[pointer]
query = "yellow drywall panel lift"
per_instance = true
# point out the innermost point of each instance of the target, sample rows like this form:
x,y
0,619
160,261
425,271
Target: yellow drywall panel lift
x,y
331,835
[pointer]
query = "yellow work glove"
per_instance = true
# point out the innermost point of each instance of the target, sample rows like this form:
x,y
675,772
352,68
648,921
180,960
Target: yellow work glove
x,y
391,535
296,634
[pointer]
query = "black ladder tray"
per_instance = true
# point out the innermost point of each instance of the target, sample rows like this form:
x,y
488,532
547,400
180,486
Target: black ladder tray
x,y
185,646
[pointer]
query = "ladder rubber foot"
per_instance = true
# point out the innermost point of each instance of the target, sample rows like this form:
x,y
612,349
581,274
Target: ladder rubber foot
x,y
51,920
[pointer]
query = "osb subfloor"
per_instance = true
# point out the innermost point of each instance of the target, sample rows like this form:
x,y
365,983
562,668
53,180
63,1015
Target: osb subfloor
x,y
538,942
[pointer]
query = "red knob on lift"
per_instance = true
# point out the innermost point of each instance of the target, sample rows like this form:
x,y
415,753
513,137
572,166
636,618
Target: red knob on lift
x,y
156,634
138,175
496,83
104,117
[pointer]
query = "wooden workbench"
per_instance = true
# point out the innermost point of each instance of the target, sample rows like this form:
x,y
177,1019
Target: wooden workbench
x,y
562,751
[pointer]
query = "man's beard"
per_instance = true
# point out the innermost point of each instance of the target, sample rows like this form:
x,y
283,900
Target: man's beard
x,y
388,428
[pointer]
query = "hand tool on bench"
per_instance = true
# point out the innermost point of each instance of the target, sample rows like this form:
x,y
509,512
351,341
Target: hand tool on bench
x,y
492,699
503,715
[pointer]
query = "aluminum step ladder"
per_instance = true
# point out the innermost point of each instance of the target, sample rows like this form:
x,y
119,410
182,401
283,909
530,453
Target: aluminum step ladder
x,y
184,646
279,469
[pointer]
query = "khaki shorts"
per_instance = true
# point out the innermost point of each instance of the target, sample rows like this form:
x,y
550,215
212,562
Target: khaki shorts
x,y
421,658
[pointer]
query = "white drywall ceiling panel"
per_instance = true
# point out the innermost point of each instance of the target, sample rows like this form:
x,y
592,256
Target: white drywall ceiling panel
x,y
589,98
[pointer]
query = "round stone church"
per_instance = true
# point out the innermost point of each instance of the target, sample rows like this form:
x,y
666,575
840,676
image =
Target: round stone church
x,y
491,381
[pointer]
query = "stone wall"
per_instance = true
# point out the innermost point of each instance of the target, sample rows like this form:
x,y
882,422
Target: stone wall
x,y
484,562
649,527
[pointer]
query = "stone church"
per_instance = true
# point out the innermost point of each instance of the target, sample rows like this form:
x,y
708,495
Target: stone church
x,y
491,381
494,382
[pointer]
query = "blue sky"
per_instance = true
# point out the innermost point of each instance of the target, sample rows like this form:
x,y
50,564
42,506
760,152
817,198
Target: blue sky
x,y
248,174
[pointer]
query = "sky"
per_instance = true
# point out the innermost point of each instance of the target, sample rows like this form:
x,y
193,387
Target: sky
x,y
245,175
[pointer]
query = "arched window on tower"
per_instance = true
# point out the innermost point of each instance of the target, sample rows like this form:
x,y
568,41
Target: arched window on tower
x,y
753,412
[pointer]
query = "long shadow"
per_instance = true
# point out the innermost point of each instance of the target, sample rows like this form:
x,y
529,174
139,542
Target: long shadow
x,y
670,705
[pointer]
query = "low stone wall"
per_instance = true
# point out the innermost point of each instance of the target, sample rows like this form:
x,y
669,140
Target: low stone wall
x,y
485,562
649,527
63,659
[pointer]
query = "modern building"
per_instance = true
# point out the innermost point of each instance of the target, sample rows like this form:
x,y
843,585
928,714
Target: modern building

• [TASK TO COMPLETE]
Locate each line of the records above that contains the word "ladder", matching case exactly, and copy those lines out.

• [FINAL ANSWER]
query = "black ladder tray"
Target: black ladder tray
query = "ladder rubber foot"
Target: ladder rubber foot
query = "aluminum step ladder"
Target: aluminum step ladder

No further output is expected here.